Problem description: Lines with the word "before": copy all of them from the entries below.

Dataset records:
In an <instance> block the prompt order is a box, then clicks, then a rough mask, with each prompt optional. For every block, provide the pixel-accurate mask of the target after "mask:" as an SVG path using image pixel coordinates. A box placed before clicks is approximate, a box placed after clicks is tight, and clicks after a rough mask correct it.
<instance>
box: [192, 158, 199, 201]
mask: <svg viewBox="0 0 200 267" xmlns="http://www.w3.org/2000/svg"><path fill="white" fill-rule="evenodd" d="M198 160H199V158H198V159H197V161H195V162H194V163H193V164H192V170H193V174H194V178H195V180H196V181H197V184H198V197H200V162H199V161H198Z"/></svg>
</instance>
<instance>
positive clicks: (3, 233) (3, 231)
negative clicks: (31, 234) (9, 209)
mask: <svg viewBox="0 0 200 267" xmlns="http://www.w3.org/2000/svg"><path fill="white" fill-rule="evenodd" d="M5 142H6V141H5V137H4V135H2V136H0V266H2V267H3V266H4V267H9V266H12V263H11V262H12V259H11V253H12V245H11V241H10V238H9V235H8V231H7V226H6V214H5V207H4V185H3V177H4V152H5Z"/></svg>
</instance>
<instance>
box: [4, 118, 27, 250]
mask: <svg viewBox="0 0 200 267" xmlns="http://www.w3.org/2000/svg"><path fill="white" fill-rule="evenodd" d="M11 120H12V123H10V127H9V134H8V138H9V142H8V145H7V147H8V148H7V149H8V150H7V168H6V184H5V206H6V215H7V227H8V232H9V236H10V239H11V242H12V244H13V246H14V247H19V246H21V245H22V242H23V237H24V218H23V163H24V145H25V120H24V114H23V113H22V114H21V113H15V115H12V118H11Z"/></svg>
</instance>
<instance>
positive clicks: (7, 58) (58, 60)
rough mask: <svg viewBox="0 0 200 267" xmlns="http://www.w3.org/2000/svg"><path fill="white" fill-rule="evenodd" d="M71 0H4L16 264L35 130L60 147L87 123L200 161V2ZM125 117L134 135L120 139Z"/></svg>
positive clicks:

...

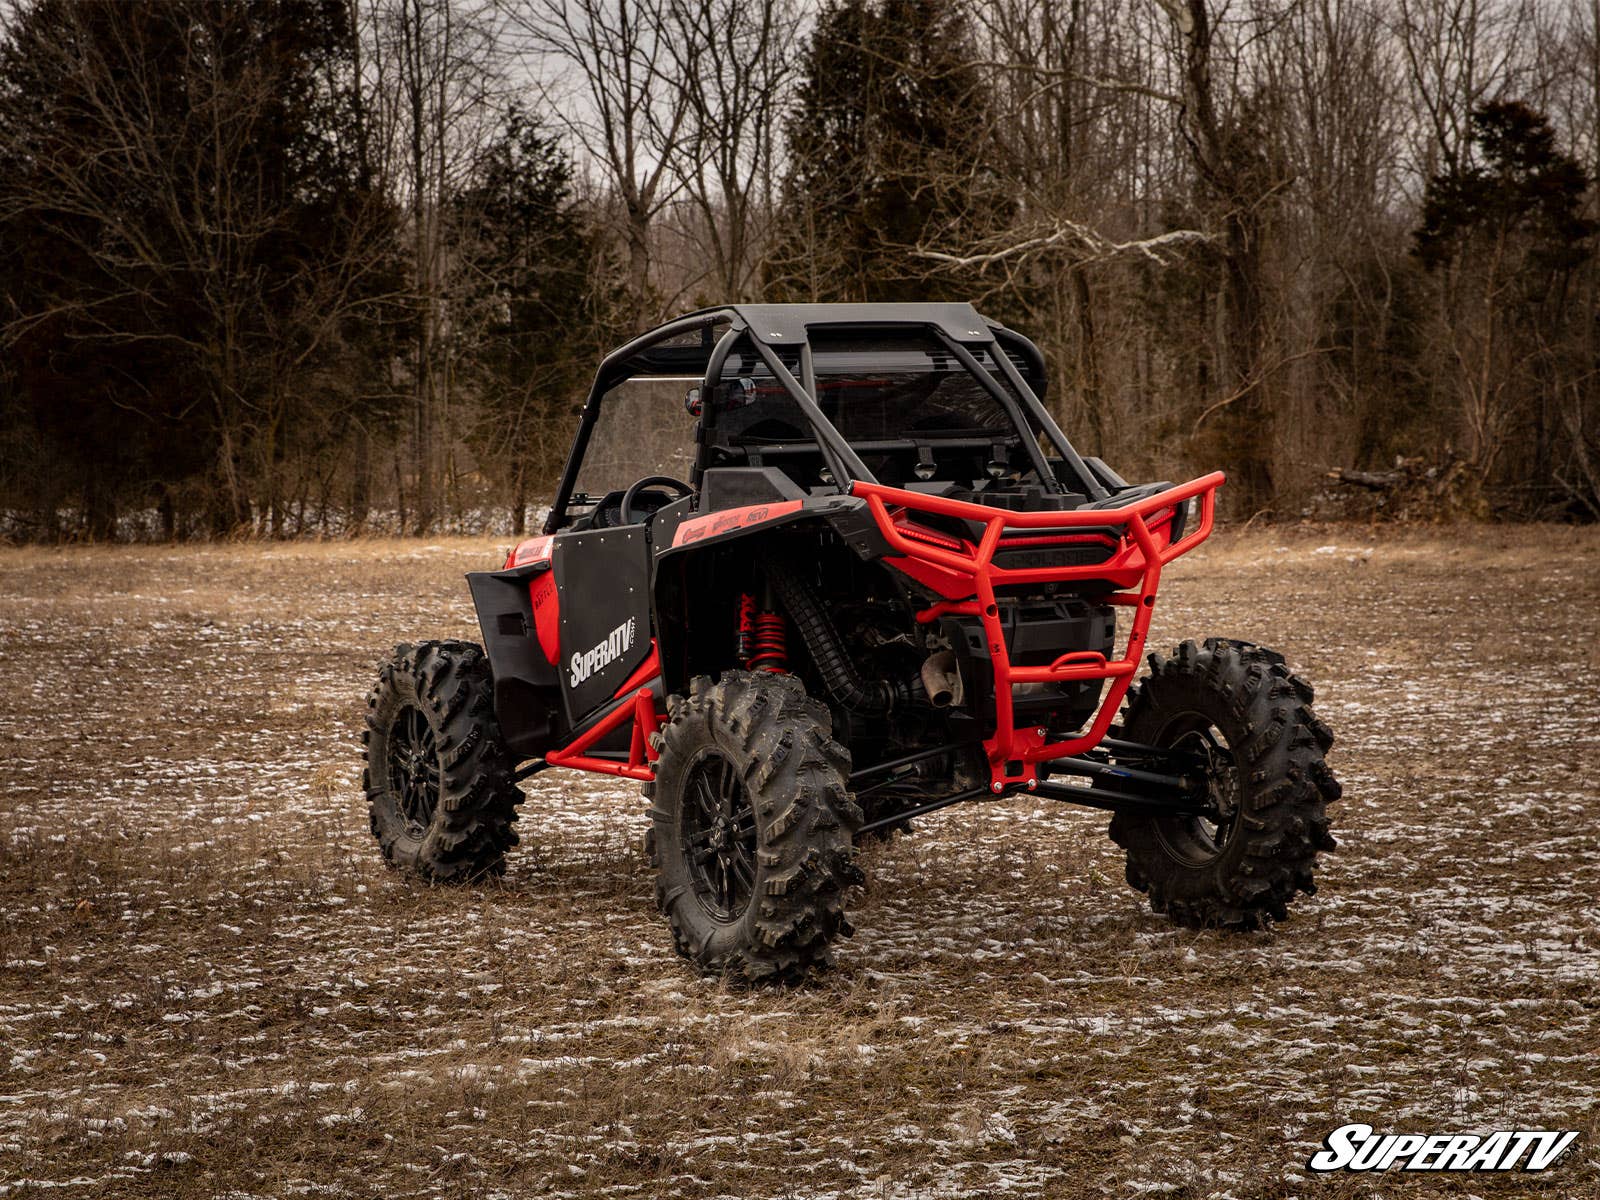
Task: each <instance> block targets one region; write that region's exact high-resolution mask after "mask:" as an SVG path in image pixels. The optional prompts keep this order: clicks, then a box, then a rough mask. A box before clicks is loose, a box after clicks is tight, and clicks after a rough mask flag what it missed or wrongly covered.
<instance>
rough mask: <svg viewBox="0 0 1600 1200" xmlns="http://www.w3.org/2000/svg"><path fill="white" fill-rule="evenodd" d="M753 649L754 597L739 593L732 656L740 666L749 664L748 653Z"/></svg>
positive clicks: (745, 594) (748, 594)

Task solution:
In an <instance> block the prompt order is a box, then clicks, then a rough mask, with each prompt optional. For every block, provide the pixel-accurate mask of the target after "mask:" as an SVG path using image pixel coordinates. A box placed before clicks is approximate, a box placed after clicks is tight, and clicks after a rough mask correct it.
Task: each <instance> block targets one region; write that region's exact high-resolution mask after "mask:" as an SVG path in image pixels. The optional prompts keep this order: clicks, then a box, then a rough mask. A box before clicks is loose, a box after clicks is tight, and clicks after a rough mask flag what it missed or wrongly covered.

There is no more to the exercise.